İstenenler —
**A)** Tespit davasıyla ilgili metne göre, aidiyetinin tespiti istenen muhtesatlar hangi taşınmazın üzerinde bulunuyor?
**B)** Tespit davasıyla ilgili metni, son cümlesinin ardından devam ettirerek yazın.

══ Kaynak metin

Mesajı Okuyun
Old 09-09-2011, 16:39   #29
Av.Ufuk Bozoğlu

 
Varsayılan Tespit Davası

Aşağıdaki karar TESPİT Davasının madde 106'nın açıkça anlatımı gibi..

T.C. YARGITAY

7.Hukuk Dairesi
Esas: 2005/2288
Karar: 2005/2425
Karar Tarihi: 19.07.2005


Taraflar arasında aidiyetin tespitinden doğan dava sonucunda verilen hükmün, Yargıtay'ca incelenmesi davalı-karşı davacı A____ A____ tarafından istenilmekle, temyiz isteğinin süresinde olduğu anlaşılmakla, dosya incelendi, dosyadaki belgeler okundu. Tetkik hakiminin açıklamaları dinlendi. Gereği görüşüldü:

İddia ve savunmaya mahkemece toplanıp değerlendirilen deliller ile duruşma tutanaklarına yansıyan bilgi ve belgelere göre dava niteliği ve içeriği itibariyle 3573 ada 1 parsel sayılı taşınmaz üzerinde bulunan muhtesatların aidiyetinin tespitine ilişkindir.

════
══ Kayıtlı bilgiler

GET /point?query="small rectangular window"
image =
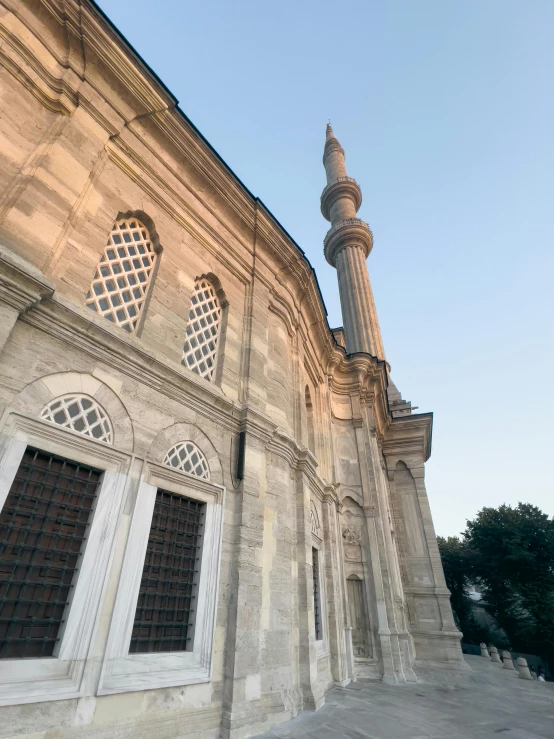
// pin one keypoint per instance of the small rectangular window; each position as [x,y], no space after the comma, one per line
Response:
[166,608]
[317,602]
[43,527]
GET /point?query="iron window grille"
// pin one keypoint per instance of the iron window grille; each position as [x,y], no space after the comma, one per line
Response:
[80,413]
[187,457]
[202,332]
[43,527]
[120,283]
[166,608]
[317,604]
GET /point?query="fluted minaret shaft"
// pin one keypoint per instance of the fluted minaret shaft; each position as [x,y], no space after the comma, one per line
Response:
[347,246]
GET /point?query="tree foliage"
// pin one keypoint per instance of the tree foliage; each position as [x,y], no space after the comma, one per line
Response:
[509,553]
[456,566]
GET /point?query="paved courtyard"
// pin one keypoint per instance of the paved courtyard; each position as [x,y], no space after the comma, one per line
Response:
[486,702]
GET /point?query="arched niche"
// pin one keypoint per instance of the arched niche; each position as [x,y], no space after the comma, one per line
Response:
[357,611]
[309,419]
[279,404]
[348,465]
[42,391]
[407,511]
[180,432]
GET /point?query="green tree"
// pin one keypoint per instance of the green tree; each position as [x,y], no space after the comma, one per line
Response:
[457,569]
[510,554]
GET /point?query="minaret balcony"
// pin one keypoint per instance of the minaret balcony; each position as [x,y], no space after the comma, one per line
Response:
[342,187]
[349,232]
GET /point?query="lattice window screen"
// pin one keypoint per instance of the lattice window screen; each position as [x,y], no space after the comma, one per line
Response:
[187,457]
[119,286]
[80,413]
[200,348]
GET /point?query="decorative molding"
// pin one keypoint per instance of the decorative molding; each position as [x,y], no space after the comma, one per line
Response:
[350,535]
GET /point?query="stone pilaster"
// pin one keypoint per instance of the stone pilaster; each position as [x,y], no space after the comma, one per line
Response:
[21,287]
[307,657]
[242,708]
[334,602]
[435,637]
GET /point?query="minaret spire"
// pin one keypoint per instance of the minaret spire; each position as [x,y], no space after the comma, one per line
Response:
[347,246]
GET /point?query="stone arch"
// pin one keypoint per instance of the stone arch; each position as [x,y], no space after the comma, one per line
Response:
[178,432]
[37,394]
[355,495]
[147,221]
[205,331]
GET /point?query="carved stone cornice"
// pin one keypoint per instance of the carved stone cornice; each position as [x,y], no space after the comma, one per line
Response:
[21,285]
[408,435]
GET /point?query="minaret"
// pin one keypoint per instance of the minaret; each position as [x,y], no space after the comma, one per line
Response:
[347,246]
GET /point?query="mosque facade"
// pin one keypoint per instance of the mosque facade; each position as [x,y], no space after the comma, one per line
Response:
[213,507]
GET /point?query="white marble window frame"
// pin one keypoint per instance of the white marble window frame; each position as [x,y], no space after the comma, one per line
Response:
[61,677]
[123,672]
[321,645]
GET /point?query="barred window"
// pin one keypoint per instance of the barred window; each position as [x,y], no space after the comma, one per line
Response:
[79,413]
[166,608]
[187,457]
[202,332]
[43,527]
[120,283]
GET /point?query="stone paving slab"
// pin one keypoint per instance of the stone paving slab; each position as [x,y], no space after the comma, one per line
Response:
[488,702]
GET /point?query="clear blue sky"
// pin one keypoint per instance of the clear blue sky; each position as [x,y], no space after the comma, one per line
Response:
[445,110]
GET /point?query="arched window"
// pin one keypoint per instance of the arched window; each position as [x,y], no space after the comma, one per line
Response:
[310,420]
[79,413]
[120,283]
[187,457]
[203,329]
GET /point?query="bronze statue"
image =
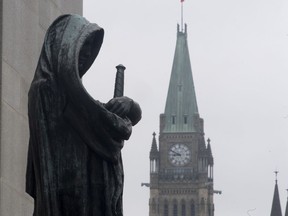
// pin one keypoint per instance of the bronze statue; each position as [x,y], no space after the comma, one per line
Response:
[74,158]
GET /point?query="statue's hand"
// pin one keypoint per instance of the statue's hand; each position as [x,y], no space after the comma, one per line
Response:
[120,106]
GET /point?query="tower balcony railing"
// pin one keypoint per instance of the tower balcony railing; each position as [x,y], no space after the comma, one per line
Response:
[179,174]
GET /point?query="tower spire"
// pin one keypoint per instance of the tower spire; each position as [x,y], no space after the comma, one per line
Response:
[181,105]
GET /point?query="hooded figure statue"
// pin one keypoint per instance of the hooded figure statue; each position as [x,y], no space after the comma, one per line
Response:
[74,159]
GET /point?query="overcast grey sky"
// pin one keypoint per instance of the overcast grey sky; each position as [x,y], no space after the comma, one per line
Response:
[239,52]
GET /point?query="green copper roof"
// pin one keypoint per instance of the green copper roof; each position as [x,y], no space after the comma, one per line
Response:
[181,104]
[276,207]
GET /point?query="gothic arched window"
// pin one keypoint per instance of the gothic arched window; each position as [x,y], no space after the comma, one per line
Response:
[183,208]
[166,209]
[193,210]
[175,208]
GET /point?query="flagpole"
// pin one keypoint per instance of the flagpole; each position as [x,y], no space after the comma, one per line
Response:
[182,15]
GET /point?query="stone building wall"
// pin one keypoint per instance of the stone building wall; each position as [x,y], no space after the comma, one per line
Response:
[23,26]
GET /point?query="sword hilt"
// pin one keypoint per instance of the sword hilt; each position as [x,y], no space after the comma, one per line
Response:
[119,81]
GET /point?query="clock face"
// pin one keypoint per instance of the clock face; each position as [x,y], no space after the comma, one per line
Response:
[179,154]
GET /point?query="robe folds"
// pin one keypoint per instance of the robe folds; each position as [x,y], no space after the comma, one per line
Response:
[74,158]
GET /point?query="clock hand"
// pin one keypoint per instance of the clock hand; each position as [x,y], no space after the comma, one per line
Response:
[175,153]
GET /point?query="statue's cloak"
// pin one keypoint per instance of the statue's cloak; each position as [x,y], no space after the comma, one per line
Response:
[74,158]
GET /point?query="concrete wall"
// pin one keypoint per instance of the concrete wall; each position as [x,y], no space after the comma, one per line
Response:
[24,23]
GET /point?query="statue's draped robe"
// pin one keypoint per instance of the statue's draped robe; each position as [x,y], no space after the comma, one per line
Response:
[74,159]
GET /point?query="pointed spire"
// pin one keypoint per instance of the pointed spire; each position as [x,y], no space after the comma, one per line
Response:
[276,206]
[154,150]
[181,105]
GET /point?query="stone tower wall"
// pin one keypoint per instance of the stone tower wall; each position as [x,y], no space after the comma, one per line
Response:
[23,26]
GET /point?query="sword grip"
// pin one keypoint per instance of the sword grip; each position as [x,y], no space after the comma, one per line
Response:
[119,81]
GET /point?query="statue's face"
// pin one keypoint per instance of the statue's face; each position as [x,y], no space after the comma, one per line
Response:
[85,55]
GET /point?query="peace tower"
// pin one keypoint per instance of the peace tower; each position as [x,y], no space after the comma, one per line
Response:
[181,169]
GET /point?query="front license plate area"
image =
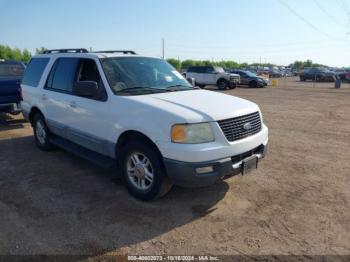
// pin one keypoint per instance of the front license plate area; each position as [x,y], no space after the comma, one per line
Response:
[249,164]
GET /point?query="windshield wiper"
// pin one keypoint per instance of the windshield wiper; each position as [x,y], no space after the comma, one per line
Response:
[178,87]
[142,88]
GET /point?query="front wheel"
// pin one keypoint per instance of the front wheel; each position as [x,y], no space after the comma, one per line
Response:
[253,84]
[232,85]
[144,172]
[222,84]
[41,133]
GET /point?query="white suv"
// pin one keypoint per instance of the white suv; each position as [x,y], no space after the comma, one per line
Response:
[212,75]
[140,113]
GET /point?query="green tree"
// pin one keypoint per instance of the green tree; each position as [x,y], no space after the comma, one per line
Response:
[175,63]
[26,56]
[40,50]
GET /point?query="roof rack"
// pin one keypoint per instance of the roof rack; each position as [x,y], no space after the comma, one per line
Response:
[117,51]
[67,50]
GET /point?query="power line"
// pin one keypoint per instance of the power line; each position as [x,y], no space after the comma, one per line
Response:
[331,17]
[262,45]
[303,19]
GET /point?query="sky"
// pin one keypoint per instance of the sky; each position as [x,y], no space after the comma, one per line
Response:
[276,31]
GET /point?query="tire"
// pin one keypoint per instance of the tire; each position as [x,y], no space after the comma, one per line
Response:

════
══ Kayıtlı bilgiler

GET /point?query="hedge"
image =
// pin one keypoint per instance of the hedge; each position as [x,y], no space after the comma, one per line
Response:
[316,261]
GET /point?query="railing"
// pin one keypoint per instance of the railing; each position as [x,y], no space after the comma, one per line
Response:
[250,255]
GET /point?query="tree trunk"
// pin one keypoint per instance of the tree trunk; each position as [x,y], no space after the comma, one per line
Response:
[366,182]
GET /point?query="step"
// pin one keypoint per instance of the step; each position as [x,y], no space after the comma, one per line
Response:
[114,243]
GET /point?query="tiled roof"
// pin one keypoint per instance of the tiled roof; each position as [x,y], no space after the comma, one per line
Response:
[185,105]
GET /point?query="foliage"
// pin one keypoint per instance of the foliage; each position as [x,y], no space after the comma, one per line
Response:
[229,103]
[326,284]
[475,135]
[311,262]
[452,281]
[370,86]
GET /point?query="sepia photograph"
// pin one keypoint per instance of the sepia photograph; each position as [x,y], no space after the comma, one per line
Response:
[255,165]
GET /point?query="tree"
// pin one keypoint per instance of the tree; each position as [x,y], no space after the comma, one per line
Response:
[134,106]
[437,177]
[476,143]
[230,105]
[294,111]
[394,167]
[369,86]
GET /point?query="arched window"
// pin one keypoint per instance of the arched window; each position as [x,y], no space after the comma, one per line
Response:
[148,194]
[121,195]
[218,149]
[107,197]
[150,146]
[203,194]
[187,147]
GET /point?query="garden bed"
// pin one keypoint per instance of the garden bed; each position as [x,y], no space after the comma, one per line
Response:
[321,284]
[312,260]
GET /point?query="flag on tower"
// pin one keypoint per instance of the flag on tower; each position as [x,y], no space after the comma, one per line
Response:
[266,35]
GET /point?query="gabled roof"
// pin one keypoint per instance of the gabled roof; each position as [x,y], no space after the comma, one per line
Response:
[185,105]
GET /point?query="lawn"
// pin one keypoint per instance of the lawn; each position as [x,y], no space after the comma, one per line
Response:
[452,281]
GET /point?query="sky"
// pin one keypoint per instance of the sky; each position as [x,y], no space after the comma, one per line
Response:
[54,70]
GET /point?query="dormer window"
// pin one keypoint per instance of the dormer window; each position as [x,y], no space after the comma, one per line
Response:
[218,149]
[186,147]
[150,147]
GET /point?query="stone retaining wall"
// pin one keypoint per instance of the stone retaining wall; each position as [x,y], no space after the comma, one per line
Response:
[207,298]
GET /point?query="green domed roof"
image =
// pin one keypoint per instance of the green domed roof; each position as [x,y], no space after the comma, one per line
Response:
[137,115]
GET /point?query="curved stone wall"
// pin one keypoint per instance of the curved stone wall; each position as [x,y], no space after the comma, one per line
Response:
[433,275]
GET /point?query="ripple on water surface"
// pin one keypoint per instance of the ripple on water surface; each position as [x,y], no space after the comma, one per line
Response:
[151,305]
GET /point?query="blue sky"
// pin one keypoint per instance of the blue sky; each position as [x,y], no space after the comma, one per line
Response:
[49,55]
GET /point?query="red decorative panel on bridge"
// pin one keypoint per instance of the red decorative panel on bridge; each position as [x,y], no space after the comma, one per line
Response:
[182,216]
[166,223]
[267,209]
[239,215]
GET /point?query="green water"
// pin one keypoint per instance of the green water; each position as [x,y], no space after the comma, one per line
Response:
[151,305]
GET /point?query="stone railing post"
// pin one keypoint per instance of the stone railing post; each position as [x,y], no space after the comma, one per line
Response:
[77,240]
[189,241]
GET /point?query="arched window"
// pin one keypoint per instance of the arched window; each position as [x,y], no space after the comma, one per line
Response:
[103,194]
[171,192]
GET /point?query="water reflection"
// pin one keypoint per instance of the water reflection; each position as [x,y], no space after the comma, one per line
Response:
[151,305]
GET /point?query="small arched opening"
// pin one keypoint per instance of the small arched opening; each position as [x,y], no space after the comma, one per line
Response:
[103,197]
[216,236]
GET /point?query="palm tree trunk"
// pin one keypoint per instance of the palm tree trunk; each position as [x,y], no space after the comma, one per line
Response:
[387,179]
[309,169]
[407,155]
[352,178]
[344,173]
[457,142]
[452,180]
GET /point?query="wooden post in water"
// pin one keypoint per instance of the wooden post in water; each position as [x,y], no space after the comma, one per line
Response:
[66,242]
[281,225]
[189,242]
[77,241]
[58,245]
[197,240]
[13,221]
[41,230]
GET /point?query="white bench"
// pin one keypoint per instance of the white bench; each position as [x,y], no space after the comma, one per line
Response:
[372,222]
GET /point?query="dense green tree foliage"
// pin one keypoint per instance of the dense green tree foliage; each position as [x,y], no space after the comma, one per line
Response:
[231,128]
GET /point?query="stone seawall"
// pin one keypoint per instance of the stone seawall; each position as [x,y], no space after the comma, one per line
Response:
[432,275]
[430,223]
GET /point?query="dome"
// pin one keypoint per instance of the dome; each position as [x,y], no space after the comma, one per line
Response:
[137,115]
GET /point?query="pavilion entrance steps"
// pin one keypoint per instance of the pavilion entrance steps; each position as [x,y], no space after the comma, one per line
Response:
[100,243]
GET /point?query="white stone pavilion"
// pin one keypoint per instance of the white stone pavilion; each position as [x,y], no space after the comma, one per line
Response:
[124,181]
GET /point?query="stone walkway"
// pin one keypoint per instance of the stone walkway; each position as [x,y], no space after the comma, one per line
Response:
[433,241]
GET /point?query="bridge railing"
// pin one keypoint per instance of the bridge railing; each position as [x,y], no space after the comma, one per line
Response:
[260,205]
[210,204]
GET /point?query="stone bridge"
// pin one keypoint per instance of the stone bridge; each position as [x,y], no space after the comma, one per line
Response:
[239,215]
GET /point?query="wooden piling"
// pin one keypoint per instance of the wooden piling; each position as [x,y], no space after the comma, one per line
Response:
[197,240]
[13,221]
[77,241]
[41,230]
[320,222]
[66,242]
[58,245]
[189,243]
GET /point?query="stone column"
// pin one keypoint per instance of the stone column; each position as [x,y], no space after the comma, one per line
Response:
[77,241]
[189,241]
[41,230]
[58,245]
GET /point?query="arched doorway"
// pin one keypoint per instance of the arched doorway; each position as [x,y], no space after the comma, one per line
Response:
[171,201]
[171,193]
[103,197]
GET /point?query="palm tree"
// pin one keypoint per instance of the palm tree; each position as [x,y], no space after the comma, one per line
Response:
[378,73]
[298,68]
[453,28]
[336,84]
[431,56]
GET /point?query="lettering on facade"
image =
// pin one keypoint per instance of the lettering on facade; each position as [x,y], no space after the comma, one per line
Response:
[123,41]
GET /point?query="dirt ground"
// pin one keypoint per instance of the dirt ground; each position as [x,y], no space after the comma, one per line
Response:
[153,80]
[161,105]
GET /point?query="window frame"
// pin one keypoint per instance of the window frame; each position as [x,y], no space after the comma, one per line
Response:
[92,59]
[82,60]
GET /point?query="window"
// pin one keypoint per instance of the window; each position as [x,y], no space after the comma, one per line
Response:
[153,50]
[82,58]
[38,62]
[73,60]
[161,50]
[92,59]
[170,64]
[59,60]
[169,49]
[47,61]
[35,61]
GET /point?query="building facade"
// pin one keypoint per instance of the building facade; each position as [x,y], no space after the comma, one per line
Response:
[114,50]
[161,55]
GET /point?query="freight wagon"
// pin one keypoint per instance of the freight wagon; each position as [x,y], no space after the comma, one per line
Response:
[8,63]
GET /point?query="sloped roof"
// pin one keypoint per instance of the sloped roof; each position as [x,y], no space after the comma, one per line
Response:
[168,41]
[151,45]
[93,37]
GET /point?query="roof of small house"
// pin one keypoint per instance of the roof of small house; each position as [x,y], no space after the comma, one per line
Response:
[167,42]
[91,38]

════

Beklenen yanıtlar —
**A)** 3573 ada 1 parsel sayılı taşınmazın üzerinde.

**B)**
Mahkemece asıl davanın kabulüne karşı davanın ise reddine karar verilmiştir. Saptanan dava niteliği ve dosya içeriğine göre davacı tarafların dava açmakta hukuki yararının bulunmadığı belirlenmiştir. Kural olarak tespit davasının dinlenebilmesi için genel dava şartlarından başka iki özel koşula daha ihtiyaç vardır. Gerçekten sözü edilen ve aşağıda açıklanan koşulların öğretide ve yerleşik Yargıtay uygulamasında "TESBİT DAVASININ KENDİNE ÖZGÜ KOŞULLARI OLARAK NİTELENDİRİLMEKTEDİR"

Sözü edilen özel koşullara gelince;

1- Özel koşulların ilki, tespit davasının konusunu ancak bir hukuki ilişkinin oluşturabileceği tartışmasızdır. Gerçekten, tespit hükmü, hak ve alacakların doğduğu hukuki ilişkinin mevcut olup, olmadığını tespit etmekte olup, miktarları hakkında bir şey içermez. Bu nedenle uygulamada, konusu, yalnızca maddi vakıa yada vakıalar olan tespit davaların dinlenemeyeceği sonucuna varılmıştır, Kural olarak maddi vakıa yada vakıalar ancak hukuki bir ilişki ile birlikte tespit davasına konu olabilirler.

2- Davacının sözünü ettiği açık bir anlatımla öne sürdüğü hukuki ilişkinin, mevcut olup olmadığının, hemen tespitinde, hukuki bir yararı bulunmalıdır. Hukuki yarar koşulu, tespit davasını hükme bağlayan tüm yasalarda öğretide ve uygulamada kararlılıkla aranmaktadır.

Öte yandan, bir hukuki ilişkinin, hemen tespitinde,
hukuki yararın varlığının kabul edilebilmesi için, üç koşulun birlikte olması zorunludur. Sözü edilen üç koşulu hemen açıklamak gerekirse;

A) Davacının bir hakkı veya hukuki durumunun halihazır bir tehlike İle ciddi biçimde tehdit edilmiş olması ve sözü edilen TEHLİKENİN YAKIN VE TEHDİDİN CİDDİ OLMASI GEREKİR.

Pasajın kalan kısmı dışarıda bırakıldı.